***** DATA FOR THIS TASK *****
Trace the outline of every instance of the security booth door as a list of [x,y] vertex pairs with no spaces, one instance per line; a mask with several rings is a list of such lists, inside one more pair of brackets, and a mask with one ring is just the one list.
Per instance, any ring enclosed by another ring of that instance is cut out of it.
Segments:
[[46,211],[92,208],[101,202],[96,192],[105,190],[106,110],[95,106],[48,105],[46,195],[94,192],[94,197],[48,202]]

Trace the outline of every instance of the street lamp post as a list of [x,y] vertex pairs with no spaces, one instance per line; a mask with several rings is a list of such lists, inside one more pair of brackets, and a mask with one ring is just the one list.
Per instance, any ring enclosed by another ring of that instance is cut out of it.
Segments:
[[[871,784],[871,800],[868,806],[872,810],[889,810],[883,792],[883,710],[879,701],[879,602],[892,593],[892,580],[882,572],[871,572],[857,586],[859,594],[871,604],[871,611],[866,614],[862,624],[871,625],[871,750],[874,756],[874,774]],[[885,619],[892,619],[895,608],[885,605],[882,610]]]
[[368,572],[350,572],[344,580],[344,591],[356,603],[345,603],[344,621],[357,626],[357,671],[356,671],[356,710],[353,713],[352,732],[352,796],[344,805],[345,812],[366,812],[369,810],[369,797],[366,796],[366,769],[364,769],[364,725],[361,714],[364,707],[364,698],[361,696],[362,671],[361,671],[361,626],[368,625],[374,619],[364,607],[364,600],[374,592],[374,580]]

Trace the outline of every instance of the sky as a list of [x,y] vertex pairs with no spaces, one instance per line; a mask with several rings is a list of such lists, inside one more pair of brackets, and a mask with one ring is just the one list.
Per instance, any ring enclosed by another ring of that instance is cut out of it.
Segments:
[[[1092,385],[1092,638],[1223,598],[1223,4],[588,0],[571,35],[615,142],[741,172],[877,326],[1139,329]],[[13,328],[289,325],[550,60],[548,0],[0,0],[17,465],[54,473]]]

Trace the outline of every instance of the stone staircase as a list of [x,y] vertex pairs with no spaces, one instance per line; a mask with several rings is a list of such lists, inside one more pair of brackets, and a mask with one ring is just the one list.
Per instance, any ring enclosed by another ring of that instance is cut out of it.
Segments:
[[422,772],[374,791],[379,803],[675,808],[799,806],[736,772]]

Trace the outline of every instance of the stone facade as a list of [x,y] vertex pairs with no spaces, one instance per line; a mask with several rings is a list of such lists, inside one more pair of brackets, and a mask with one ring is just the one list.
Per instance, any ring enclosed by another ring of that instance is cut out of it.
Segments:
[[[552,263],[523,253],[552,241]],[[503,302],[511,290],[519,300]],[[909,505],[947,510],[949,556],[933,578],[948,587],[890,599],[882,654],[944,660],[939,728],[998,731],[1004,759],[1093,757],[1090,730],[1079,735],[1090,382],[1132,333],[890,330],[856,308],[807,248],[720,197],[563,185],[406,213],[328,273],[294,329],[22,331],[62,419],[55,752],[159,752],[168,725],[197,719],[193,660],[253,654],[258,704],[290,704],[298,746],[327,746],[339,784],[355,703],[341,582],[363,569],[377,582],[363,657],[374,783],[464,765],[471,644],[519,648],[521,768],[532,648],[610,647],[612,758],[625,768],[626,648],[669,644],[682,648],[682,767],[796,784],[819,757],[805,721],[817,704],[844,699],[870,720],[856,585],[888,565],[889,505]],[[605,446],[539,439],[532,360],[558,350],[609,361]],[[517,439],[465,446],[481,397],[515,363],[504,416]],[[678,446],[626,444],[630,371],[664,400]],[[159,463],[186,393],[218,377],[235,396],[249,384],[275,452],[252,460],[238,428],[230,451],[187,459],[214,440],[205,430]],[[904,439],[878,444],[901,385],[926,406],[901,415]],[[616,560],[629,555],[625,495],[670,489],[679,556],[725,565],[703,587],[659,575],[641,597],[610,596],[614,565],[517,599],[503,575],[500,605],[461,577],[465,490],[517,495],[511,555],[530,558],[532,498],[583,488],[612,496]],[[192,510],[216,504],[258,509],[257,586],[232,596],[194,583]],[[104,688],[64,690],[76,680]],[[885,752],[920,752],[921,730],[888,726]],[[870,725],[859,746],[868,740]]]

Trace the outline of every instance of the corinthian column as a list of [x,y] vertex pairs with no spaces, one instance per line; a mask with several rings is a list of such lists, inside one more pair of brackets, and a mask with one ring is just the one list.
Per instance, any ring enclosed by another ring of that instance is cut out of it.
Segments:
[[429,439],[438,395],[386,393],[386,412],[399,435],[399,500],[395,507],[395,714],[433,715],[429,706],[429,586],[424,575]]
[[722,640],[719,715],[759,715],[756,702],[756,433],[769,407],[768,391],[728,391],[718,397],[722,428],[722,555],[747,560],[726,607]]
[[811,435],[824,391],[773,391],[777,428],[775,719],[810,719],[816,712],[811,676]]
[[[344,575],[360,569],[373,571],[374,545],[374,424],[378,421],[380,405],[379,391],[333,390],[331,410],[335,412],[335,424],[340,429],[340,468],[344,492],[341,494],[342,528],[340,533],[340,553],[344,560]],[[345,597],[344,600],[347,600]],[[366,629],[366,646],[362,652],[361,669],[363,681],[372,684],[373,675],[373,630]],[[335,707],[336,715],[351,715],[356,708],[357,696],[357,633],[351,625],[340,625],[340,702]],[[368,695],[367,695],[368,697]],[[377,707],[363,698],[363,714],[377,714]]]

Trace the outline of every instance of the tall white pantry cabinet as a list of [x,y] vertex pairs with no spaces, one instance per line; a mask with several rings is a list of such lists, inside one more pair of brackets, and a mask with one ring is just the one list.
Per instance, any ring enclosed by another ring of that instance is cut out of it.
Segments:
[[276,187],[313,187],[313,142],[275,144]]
*****
### EXERCISE DIRECTIONS
Format every line of the records above as a JSON list of strings, one string per line, leaving out the blank lines.

### WORKED SOLUTION
[
  "Trace the outline of every instance of the security booth door as a list of [x,y] vertex pairs with no spaces, one instance per line; a mask with several rings is a list of such lists, inside one more pair of brackets, and a mask with one ring is just the one list.",
  "Per instance, any ring enclosed by another ring of that instance is cut out of it.",
  "Segments:",
  "[[46,211],[92,208],[101,202],[96,192],[105,190],[106,110],[95,106],[48,105],[46,195],[94,192],[94,197],[48,202]]",
  "Trace the outline of every instance of the street lamp post as a list of [x,y] vertex pairs with no spaces, one instance per line; a mask with several rings is a list of such lists, inside one more pair of brackets, and a mask with one ring is just the one list.",
  "Per instance, any ring enclosed by another ring of that instance is cut out of it.",
  "Segments:",
  "[[[871,784],[871,800],[868,806],[872,810],[889,810],[883,792],[883,710],[879,701],[879,602],[892,593],[892,580],[882,572],[871,572],[857,586],[859,594],[871,604],[871,611],[866,614],[862,624],[871,625],[871,750],[874,756],[874,774]],[[885,619],[892,619],[895,608],[885,605],[882,610]]]",
  "[[368,572],[350,572],[344,580],[344,591],[356,603],[345,603],[344,621],[357,626],[357,671],[356,671],[356,710],[353,713],[352,732],[352,796],[344,805],[345,812],[366,812],[369,810],[369,797],[366,796],[366,769],[364,769],[364,725],[361,714],[364,707],[364,698],[361,696],[362,671],[361,671],[361,626],[368,625],[374,619],[364,607],[364,600],[374,592],[374,580]]",
  "Trace the outline of every instance of the sky as a list of [x,y] vertex pairs with no spaces, one instance per line; a mask with several rings is a list of such lists, inside one more pair of brackets, and a mask with one ring is just the one list.",
  "Per instance, any ring enclosed by another ring of that instance is cut out of it.",
  "Segments:",
  "[[[1092,385],[1092,638],[1223,598],[1223,4],[588,0],[571,35],[615,142],[741,172],[877,326],[1139,329]],[[13,328],[289,325],[550,60],[548,0],[0,0],[17,465],[54,473]]]",
  "Trace the outline of every instance of the stone staircase as a list of [x,y] vertex pairs with no spaces, one instance per line; a mask with several rings is a list of such lists, inside one more pair of brackets, and a mask with one ring is just the one list.",
  "Per instance, any ring enclosed by another ring of that instance is cut out of it.",
  "Segments:",
  "[[422,772],[374,791],[379,803],[675,808],[799,806],[736,772]]",
  "Trace the outline of every instance of the stone facade as a list of [x,y] vertex pairs with no spaces, one instance per line; a mask with several rings is a list of such lists, inside one more pair of brackets, and a mask with one ring is just the one list.",
  "Per instance, any ring enclosed by another ring of that instance is cut out of it.",
  "Segments:",
  "[[[552,263],[523,253],[552,241]],[[503,302],[511,290],[519,300]],[[909,505],[947,510],[949,556],[933,578],[948,587],[890,599],[882,654],[944,660],[939,728],[998,731],[1004,759],[1093,757],[1090,730],[1079,735],[1090,382],[1132,333],[890,330],[856,308],[807,248],[720,197],[563,185],[406,213],[328,273],[294,329],[22,331],[62,419],[55,752],[159,752],[168,725],[197,719],[193,660],[253,654],[258,704],[290,704],[298,746],[327,746],[339,784],[355,703],[341,582],[363,569],[377,582],[363,657],[374,783],[464,765],[471,644],[519,648],[521,768],[532,648],[610,647],[612,758],[625,768],[626,648],[669,644],[682,648],[682,767],[796,784],[819,757],[805,721],[817,704],[844,699],[870,720],[856,585],[888,565],[889,505]],[[605,446],[539,439],[532,360],[558,350],[609,361]],[[517,439],[465,446],[481,397],[515,363],[504,416]],[[678,446],[626,444],[630,371],[664,400]],[[159,463],[186,393],[218,377],[235,396],[249,384],[275,452],[252,460],[238,428],[230,451],[187,459],[214,440],[205,430]],[[904,439],[878,444],[901,385],[926,406],[901,415]],[[616,560],[629,555],[625,495],[670,489],[679,556],[725,565],[703,587],[659,575],[641,597],[610,596],[614,565],[517,599],[503,575],[500,605],[461,577],[465,490],[517,495],[511,555],[530,558],[532,498],[583,488],[612,496]],[[192,510],[216,504],[258,509],[257,586],[232,596],[194,583]],[[104,688],[64,690],[76,680]],[[885,752],[920,752],[921,730],[888,726]],[[870,725],[859,746],[868,740]]]",
  "Trace the outline of every instance of the corinthian column as a list of [x,y] vertex pairs with no spaces, one instance per line; a mask with several rings is a list of such lists, inside one more pair of brackets, and a mask with one ring is just the one list.",
  "Per instance, any ring enclosed by another ring of that instance is cut out of it.",
  "Segments:",
  "[[429,439],[438,395],[386,393],[386,412],[399,435],[399,500],[395,507],[395,714],[433,715],[429,706],[429,586],[424,575]]",
  "[[722,640],[719,715],[759,715],[756,702],[756,433],[769,407],[768,391],[728,391],[718,397],[722,428],[722,555],[747,560],[726,607]]",
  "[[811,435],[824,391],[773,391],[777,428],[775,719],[810,719],[816,712],[811,676]]",
  "[[[344,575],[360,569],[373,571],[374,545],[374,424],[378,421],[380,405],[379,391],[333,390],[331,410],[335,412],[335,424],[340,429],[340,468],[344,492],[341,494],[342,528],[340,533],[340,553],[344,560]],[[345,597],[344,600],[347,600]],[[366,629],[366,646],[362,652],[361,669],[363,681],[372,684],[373,675],[373,630]],[[335,707],[336,715],[351,715],[356,708],[357,696],[357,633],[351,625],[340,625],[340,702]],[[368,695],[367,695],[368,697]],[[377,707],[363,698],[363,714],[377,714]]]",
  "Trace the outline of every instance of the tall white pantry cabinet as a list of [x,y] vertex pairs with no spaces, one instance per line; a mask with several rings is a list of such lists, inside one more pair of brackets, and a mask with one ring is just the one list.",
  "Per instance, any ring enclosed by another ring of that instance is cut out of it.",
  "Segments:",
  "[[276,187],[313,187],[313,142],[275,144]]"
]